Please update every item below by replacing "innermost" with "central" and keeping all other wording the same.

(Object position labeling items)
** BEGIN **

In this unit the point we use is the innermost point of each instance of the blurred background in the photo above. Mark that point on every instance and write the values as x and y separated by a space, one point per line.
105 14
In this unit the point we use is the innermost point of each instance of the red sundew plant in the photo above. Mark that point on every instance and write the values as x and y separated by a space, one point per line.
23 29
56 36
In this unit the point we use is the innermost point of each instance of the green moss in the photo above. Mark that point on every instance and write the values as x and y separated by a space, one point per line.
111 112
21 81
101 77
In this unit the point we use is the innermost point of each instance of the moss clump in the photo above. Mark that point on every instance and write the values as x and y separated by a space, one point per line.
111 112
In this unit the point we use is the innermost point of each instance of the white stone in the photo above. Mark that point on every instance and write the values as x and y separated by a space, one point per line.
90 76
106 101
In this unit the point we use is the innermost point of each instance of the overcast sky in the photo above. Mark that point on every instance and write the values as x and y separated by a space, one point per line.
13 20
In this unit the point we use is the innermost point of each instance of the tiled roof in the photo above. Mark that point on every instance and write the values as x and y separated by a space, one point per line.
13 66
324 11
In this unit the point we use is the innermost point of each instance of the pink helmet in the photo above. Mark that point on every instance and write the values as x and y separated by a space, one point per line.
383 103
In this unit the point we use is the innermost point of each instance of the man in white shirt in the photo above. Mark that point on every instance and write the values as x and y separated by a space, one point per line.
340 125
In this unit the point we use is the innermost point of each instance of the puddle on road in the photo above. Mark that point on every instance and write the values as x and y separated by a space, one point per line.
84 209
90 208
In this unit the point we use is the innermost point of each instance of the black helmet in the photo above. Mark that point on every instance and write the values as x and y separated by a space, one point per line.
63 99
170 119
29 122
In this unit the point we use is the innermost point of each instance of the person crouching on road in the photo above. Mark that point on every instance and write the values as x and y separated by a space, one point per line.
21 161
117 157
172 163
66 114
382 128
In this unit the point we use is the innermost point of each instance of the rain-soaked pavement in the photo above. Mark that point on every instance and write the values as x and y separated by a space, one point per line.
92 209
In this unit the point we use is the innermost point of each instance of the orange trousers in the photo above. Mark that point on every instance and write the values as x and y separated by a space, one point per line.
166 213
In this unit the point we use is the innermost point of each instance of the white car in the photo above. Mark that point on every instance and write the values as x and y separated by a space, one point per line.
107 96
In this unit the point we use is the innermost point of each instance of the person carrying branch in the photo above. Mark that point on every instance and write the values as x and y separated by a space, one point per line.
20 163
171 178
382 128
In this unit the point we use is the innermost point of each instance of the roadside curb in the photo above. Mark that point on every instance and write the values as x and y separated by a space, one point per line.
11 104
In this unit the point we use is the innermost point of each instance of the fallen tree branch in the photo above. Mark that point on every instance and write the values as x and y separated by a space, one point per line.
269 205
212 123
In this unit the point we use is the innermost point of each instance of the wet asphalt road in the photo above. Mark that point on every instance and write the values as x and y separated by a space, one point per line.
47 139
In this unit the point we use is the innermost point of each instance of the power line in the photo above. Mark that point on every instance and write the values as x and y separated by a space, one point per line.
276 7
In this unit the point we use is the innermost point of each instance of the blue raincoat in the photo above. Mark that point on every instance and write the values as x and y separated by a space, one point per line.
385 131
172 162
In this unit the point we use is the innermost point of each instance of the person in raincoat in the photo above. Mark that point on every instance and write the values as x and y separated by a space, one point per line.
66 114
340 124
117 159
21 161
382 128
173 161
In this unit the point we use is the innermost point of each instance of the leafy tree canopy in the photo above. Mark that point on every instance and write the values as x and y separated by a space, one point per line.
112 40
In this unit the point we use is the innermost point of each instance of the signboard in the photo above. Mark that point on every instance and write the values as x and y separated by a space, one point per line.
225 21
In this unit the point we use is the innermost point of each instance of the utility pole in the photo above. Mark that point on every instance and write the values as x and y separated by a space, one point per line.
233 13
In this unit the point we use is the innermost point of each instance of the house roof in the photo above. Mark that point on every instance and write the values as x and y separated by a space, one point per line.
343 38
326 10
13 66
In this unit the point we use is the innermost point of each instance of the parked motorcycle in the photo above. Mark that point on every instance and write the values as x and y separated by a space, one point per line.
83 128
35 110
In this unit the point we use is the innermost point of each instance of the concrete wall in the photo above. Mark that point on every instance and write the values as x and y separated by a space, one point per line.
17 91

** END **

SOLUTION TO THIS TASK:
In this unit the point we use is the central point of each instance of the blurred background in the photo above. Mark that point on every instance and write the values as x and y separated by a space, one point per line.
105 14
In this unit the point we use is the central point of each instance of the red sundew plant in the photo above. Mark that point on every instance and write the values as x and y separated by a space, one point per line.
23 29
56 36
In this unit the point we use is the central point of each instance of the green moss in the photo above. Mark that point on every instance and write the values as x and y separated by a space, one point per line.
111 112
21 81
101 77
In this unit the point we use is the central point of each instance of the moss clump in the photo above. Mark that point on every instance and write the values as x and y separated by a space, one point per line.
111 112
In this unit the point we use is the central point of each instance of the white stone in the photo above. Mark that point on every instance and write the values as x and y separated by a space, one point per line.
90 76
106 101
In this unit the point we use is the central point of each instance of the overcast sky in the photo above. Mark that point on every instance and write the values as x and y separated by a space, one point per line.
13 20
In this unit the point we use is the central point of each instance of the tiled roof in the photo above. Mark that point on every instance and write the values as x and y separated by a space, one point per line.
13 66
324 11
In this unit the point we use is the central point of each instance of the pink helmet in the photo above. Mark that point on every instance and write the values as x and y separated by a space, one point per line.
383 103
In this unit the point we use is the central point of each instance of the man in white shirt in the photo above. Mark that point on every instance and write the values as x and y separated by a space, one point per line.
340 125
In this unit the point we use is the central point of each instance of the puddle on road in the photo above. Mark that point on every instance and write the values as x and y separated by a space, one point per line.
84 209
90 208
In this unit the point we use is the central point of each instance of the black helmet in the photo above. Mark that point on every instance and write the values as x and y separated by a space, one point per line.
63 99
170 119
29 122
In this unit the point we use is the central point of each instance of the person crouching on road in the photo above. Mark that point on every instance and write the values as x and y separated by a space, one point per line.
21 161
117 157
172 163
66 114
382 128
In this unit the point we use is the central point of each instance of the rain-soaked pavement in the photo above. Mark that point on every instance and write the values as x and y separated by a space, one point per line.
92 209
In this unit the point we use is the central point of each instance of the orange trousers in the photo above. Mark that point on every instance and write the values as x and y separated by a space, one point per line.
166 213
In this unit the point we use is the central point of each instance of the white car in the photo above. Mark that point on every instance and write the values as x and y separated by a space, one point per line.
107 96
In this unit the point we use is the central point of each instance of the person carrying branch in the photo above. Mark that point on every instance and write the values as x and y separated by a space, one point per line.
20 163
171 178
382 128
In this unit the point we use is the central point of each instance of the roadside curb in the photo above. Mark that point on every instance and write the values as x and y separated by a space, one point per line.
11 104
In this unit the point we use is the central point of each instance of the fallen tree branch in the photo above. Mark that point on every instance and write the values as x and y separated by a space, one point per line.
269 205
212 123
In this unit the point we use is the central point of each instance of the wet asphalt road in the photo above. Mark that point on every instance and write the values as x and y separated by a space, one point per line.
47 139
In this unit the point we use is the central point of each instance of the power line in the photo above. Mark that point on every instance and write the values as x and y separated by a space, one point per line.
276 7
In this unit the point we use is the central point of each instance of the blue raincoat in the photo above. Mark that point on every instance and write the values as x and y separated by a space, one point per line.
385 131
172 162
In this unit the point we use is the central point of each instance of the person in raincoat in the photo above. Mark that point on every instance and write the values as x and y separated by a space, one point per line.
66 114
340 124
117 159
21 161
382 128
173 161
In this unit the point we use is the central point of each instance of the leafy tree canopy in the photo above. Mark that point on every instance and write the values as x and y separated by a space, one point per line.
112 40
In this unit the point we use is the central point of each instance of the signboard in the photo above. Mark that point on every instance and write the values as x and y separated by a space, one point per line.
225 21
In this unit the point we use is the central point of each instance of the utility pole in the photo above. Mark that point on every instance and write the values as x and y separated by a space, one point per line.
233 13
In this unit the point we use is the central point of each instance of the house roof in the photo above. Mark that point on every instance and write the values as x and y separated by a space, one point per line.
343 38
326 10
13 66
In this unit the point we use is the central point of each instance of the parked motorcycle in the photo above. Mark that point on every instance and write the values as x and y separated by a space, one point per line.
83 128
35 110
In this unit the point we use is the central point of each instance of the concrete wall in the photo above. Mark that point on every instance and write the values as x and y separated by a space, one point per line.
17 91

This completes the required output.